• **POLECENIE**:
Wyjaśnij na podstawie artykułu o quornie, skąd ten produkt ma swoją nazwę.

══ CYTOWANY FRAGMENT ══

Quorn - substytut mięsa - ROSOMAG.PL

Quorn – substytut mięsa

quorn
quorn | fot. greatbritishchefs.com

UDOSTĘPNIJ ARTYKUŁ

Nie wszyscy lubią soję, cenioną przez wegetarian za kompletny zestaw aminokwasów egzogennych. Niektórzy w ogóle nie lubią lub nie mogą jeść roślin strączkowych, które wciąż pozostają głównym substytutem mięsa. Tymczasem tajemniczy quorn podbija rynek zachodniej Europy, oferując nie tylko wartościowe białko, ale również włóknistą strukturę przypominającą mięso

Quorn to rarytas dla tych, którzy chcą przejść na wegetarianizm, a ciężko im rozstać się ze smakiem kotletów, flaczków czy kurczaka z rożna. W Polsce niestety raczej trudno dostępny…

Quorn – wcale nie taki nowy

Quorn, który zawdzięcza swoją nazwę angielskiej wiosce, po raz pierwszy został wyprodukowany w 1985 roku przez firmę Marlow Foods. Sprzedaż na większą skalę w krajach Europy Zachodniej rozpoczęła się na początku lat 90-tych. Do Stanów Zjednoczonych trafił po 2000 roku. W jego promocję jako produktu służącego zdrowiu zaangażowało się wiele gwiazd, na przykład olimpijka Sally Gunnell. W sklepach zaczęły się pojawiać nie tylko same kawałki quorn’a, ale gotowe potrawy, takie jak lasagne, pizza, hot dog czy hamburger. Przez pewien czas także w restauracjach Mc Donald’s pojawiały się burgery z quorn’a.

═══
══ POZYCJE ══

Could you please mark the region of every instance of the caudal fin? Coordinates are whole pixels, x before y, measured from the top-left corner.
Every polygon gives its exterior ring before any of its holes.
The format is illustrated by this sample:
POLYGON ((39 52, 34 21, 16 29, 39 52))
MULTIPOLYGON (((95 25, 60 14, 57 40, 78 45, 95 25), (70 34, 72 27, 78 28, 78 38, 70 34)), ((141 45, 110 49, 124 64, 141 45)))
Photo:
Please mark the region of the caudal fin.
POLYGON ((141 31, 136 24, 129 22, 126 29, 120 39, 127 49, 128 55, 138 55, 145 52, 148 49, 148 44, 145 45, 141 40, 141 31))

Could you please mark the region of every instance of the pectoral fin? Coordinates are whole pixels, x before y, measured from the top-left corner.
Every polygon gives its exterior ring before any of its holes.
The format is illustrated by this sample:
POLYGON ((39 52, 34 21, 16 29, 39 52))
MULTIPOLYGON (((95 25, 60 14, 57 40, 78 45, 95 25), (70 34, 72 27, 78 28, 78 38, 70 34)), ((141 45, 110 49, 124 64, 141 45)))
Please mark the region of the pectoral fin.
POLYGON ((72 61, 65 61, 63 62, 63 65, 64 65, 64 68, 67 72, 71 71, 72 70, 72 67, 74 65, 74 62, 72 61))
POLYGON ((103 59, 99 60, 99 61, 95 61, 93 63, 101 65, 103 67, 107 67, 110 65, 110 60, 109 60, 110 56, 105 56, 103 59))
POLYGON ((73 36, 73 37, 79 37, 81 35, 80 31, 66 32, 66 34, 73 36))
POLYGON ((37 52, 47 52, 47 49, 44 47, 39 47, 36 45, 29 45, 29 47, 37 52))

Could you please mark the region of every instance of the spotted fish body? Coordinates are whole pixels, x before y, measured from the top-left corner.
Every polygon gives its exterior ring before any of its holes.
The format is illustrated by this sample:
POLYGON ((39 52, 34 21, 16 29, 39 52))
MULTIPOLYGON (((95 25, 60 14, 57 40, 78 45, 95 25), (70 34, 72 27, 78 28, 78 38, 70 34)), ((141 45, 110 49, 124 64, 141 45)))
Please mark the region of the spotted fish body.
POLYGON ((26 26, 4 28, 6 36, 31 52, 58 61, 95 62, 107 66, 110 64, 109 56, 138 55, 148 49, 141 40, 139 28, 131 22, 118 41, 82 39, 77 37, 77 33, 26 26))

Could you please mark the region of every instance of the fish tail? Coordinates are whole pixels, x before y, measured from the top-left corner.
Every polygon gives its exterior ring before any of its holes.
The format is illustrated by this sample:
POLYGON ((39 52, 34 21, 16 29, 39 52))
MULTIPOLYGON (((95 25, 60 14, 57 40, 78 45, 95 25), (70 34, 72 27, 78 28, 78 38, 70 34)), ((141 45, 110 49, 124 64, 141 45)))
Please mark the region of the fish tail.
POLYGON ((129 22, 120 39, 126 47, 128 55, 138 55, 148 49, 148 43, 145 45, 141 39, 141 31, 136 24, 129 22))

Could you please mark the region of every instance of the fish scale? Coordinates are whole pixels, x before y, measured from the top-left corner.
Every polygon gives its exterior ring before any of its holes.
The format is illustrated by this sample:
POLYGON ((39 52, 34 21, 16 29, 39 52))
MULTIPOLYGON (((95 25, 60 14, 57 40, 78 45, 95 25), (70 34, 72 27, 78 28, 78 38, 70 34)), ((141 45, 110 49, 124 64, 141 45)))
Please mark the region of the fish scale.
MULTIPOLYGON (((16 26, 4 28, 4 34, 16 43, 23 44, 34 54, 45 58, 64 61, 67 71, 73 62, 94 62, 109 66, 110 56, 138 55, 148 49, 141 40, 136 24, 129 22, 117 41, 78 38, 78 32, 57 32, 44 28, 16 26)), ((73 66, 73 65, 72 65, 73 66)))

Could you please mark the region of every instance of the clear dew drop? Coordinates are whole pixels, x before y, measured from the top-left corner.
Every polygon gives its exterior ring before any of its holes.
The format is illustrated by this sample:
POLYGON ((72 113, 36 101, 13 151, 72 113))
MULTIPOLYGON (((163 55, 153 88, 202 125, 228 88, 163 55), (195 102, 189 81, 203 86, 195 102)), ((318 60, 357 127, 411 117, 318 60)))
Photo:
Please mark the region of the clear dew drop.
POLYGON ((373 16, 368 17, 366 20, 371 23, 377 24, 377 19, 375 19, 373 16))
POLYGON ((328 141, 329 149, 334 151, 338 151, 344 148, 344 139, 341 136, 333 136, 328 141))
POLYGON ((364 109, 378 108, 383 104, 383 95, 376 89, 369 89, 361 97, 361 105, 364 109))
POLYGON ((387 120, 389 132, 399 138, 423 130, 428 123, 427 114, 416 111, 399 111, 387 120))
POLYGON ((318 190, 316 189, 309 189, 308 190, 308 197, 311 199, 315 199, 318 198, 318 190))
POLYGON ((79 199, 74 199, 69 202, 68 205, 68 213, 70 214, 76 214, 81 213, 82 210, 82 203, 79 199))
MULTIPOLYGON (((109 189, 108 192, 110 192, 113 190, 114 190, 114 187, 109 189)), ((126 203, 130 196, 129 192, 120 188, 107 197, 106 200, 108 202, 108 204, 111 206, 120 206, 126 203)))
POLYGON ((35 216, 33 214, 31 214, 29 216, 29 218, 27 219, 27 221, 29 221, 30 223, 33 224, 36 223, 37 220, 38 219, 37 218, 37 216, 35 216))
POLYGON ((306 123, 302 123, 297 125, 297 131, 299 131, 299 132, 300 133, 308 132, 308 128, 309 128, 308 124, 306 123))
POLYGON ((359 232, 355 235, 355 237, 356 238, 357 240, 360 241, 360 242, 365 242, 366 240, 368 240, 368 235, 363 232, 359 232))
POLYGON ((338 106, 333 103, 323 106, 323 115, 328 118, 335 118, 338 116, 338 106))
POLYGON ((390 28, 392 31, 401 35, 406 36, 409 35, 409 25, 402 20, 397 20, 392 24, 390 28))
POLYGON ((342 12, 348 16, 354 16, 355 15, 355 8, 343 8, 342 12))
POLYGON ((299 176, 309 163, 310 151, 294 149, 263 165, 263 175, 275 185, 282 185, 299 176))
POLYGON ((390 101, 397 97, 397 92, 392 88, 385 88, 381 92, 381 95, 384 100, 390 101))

═══

• **POPRAWNA ODPOWIEDŹ**:
Quorn zawdzięcza swoją nazwę angielskiej wiosce.